> [Short exercise 1] Copy the listing from its start down to the line containing "Target: blurred background", swapping "marker" for "dot" and leaving everything else unchanged.

> [Passage]
--- BEGIN ---

FOR IMMEDIATE RELEASE
12:01 AM EASTERN, FRIDAY, DECEMBER 14, 2018
CONTACT: Kristin Houlé, Executive Director
512-552-5948 (cell)
khoule@tcadp.org
www.tcadp.org
Twitter: @TCADPdotORG #TXDP2018
Death sentences remained near historic low levels in Texas in 2018, yet state’s capital punishment system still plagued by racial bias, geographical disparities, and fundamental unfairness
All seven death sentences in 2018 imposed on people of color
(Austin, Texas) – The number of death sentences and executions in 2018 was consistent with lower use of the death penalty in Texas over the last 10 years, according to a new report from the Texas Coalition to Abolish the Death Penalty (TCADP). New death sentences remained in the single digits for the ninth time in ten years, with Texas juries condemning seven individuals to death. All seven men sentenced to death in Texas in 2018 are people of color.
Juries rejected the death penalty in two capital murder trials, while two other capital cases were declared mistrials. For the third year in a row, no one was re-sentenced to death in Texas.

--- END ---

Point labeling examples
--- BEGIN ---

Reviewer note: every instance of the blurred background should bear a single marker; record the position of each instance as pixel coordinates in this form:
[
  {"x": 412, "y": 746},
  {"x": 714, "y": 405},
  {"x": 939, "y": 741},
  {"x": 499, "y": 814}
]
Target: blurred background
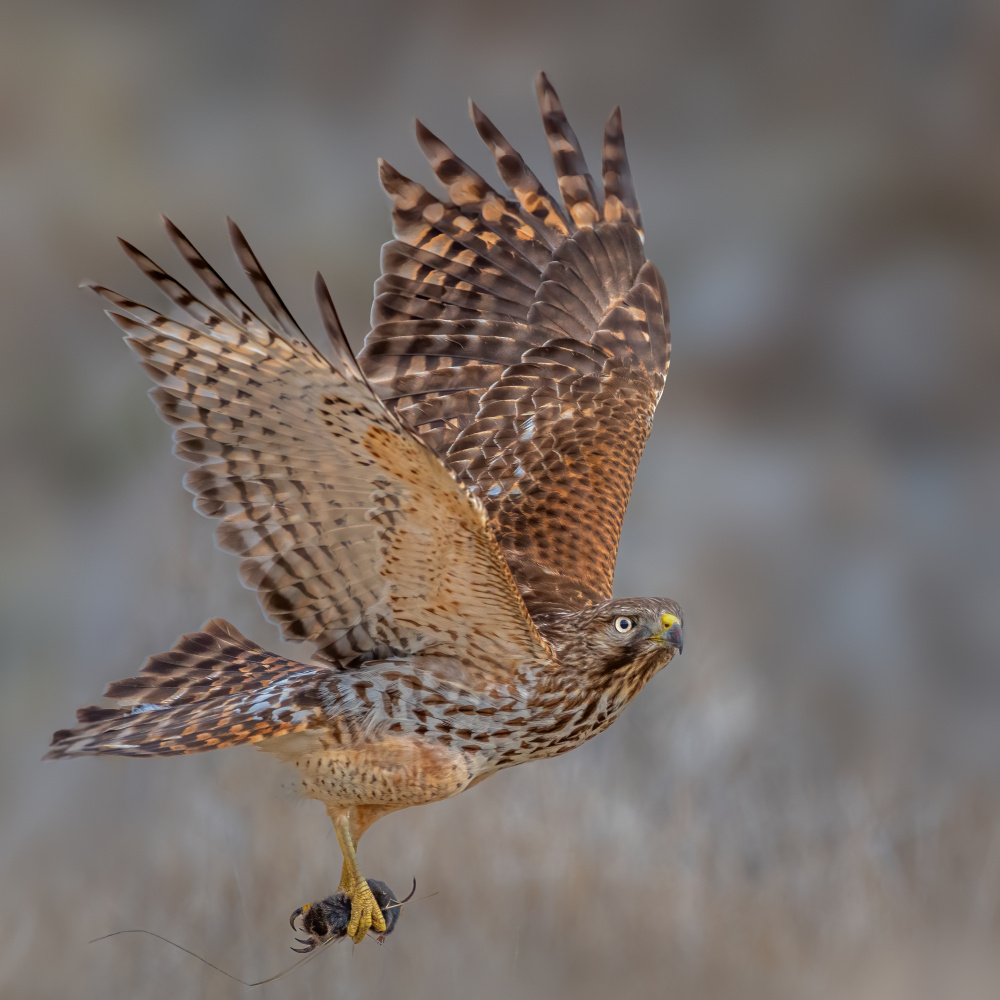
[{"x": 808, "y": 803}]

--- END ---

> [Short exercise 2] Summarize the press release on Texas death sentences in 2018 in two sentences.

> [Complete response 1]
Reviewer note: every instance of the blurred background should bear a single dot; record the position of each instance as pixel coordinates in this form:
[
  {"x": 412, "y": 746},
  {"x": 714, "y": 405},
  {"x": 939, "y": 741},
  {"x": 499, "y": 814}
]
Target: blurred background

> [Complete response 2] A new report from the Texas Coalition to Abolish the Death Penalty says Texas juries condemned seven individuals to death in 2018, keeping new death sentences in the single digits for the ninth time in ten years, and all seven are people of color. Juries rejected the death penalty in two capital murder trials and two other capital cases were declared mistrials, while for the third year in a row no one was re-sentenced to death in Texas.